[Information supplied Boundary: Start]
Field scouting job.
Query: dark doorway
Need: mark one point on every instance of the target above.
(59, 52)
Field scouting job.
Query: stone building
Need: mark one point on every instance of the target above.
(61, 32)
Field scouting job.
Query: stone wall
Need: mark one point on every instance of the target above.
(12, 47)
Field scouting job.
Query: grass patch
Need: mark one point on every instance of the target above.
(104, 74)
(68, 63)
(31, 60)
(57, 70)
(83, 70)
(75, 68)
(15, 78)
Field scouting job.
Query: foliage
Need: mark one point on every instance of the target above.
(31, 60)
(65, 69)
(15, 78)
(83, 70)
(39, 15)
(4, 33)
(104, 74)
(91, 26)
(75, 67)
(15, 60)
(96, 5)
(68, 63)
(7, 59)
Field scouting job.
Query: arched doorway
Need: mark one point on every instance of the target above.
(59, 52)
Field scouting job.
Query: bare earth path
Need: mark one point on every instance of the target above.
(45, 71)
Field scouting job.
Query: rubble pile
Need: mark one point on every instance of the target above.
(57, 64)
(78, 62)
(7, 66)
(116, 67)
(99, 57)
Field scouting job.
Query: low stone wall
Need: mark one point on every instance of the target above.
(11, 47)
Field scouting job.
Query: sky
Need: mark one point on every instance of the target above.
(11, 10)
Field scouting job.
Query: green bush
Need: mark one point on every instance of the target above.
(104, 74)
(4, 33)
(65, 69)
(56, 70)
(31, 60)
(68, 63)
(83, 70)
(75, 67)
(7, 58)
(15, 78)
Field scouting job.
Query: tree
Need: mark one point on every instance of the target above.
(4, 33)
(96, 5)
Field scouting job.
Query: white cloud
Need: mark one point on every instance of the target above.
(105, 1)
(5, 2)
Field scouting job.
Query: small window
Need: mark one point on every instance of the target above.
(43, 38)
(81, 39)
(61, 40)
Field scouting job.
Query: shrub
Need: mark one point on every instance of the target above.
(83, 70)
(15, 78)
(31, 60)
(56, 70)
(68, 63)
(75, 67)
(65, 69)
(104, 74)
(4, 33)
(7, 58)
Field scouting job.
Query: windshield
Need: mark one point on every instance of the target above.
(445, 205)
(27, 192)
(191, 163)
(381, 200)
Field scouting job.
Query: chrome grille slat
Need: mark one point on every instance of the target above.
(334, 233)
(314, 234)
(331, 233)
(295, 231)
[Information supplied Boundary: End]
**Try it**: Look above for the line with "Query: tree" and the line with "Query: chrome grille slat", and reproduce exactly those two lines plus every line between, nothing more.

**Output of the exercise**:
Query: tree
Need: mark one point on every instance of the target above.
(4, 33)
(96, 5)
Field scouting job.
Query: white cloud
Need: mark one point on every instance of the target above.
(105, 1)
(5, 2)
Field scouting job.
Query: small window
Need: mark one point on every instance of the target above.
(43, 38)
(81, 39)
(61, 40)
Field scouting job.
Query: shrub
Need: mark one point on every instance of the target above.
(83, 70)
(15, 78)
(31, 60)
(56, 70)
(68, 63)
(75, 67)
(65, 69)
(104, 74)
(4, 33)
(7, 58)
Field scouting job.
Query: windshield
Need: mark one point on every instance of the target above.
(445, 205)
(27, 192)
(191, 163)
(381, 200)
Field scouting job.
Query: chrome grille slat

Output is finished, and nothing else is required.